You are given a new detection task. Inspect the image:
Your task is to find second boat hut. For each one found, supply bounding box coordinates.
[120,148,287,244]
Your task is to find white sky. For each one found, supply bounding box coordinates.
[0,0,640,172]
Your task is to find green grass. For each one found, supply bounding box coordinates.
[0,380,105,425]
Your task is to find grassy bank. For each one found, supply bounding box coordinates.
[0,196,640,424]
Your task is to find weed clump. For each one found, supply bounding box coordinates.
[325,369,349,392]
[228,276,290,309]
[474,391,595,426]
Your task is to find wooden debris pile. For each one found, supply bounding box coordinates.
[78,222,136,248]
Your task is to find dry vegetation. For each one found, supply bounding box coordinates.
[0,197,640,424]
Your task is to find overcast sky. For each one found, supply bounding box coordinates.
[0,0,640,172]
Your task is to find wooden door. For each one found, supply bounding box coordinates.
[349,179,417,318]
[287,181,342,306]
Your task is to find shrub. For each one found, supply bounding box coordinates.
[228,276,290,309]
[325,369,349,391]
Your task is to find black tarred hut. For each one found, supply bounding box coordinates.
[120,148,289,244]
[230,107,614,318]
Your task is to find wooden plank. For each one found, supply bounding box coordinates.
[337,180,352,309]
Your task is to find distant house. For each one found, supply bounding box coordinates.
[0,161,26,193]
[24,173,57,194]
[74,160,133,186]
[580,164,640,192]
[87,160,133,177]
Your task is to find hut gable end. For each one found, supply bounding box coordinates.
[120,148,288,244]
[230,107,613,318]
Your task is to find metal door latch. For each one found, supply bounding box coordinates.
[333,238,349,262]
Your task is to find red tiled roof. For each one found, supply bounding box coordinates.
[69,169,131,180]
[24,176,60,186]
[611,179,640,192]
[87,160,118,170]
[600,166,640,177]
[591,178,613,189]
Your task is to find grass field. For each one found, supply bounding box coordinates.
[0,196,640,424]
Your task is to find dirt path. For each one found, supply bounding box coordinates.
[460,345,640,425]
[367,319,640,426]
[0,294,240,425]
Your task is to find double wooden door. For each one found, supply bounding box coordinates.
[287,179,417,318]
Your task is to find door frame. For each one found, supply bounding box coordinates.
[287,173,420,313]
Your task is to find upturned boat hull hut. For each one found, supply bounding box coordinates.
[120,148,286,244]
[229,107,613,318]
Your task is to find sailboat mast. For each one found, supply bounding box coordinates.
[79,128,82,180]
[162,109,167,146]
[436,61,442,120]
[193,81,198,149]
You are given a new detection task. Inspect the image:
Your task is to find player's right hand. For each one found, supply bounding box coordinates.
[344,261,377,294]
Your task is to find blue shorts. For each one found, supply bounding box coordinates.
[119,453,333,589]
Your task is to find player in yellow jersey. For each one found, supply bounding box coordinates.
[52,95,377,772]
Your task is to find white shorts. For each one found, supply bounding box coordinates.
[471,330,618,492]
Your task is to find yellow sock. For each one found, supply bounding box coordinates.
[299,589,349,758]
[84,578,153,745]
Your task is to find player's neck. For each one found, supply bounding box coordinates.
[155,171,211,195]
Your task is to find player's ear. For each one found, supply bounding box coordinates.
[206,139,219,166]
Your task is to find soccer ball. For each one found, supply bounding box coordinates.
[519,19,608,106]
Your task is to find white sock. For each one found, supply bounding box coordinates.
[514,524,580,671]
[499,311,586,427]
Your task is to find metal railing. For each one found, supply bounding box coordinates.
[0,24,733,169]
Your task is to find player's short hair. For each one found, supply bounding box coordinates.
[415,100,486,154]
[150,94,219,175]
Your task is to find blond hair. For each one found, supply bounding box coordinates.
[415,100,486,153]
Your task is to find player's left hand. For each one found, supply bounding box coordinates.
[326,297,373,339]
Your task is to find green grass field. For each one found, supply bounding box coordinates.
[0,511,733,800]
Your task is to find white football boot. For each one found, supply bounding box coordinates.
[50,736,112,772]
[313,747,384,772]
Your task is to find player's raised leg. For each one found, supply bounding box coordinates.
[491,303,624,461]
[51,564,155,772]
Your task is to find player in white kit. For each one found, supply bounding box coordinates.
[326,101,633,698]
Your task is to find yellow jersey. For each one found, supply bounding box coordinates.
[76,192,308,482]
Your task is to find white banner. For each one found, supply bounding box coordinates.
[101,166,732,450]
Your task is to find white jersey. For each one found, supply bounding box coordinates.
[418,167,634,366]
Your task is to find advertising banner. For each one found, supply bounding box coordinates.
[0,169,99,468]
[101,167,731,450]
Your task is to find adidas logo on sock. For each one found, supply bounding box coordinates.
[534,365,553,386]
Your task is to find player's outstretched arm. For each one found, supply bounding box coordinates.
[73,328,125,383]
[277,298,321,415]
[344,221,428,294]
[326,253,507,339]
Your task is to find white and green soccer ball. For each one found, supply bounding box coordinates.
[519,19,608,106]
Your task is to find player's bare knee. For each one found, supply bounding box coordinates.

== Given problem ==
Rewrite every line above from the one containing "Your task is to find blond" down to the one containing "[0,511,733,800]", both ends included, adjusting each bounding box coordinate by adding -23 and leaving all other text unchanged.

== Answer for this exercise ==
Your task is to find blond hair. For each one found, supply bounding box coordinates.
[392,77,463,130]
Your task is to find player's left hand. For each one found, supply bounding box coordinates.
[303,274,350,316]
Your task is to find green grass field. For each one found, supply bounding box coordinates.
[-23,488,710,777]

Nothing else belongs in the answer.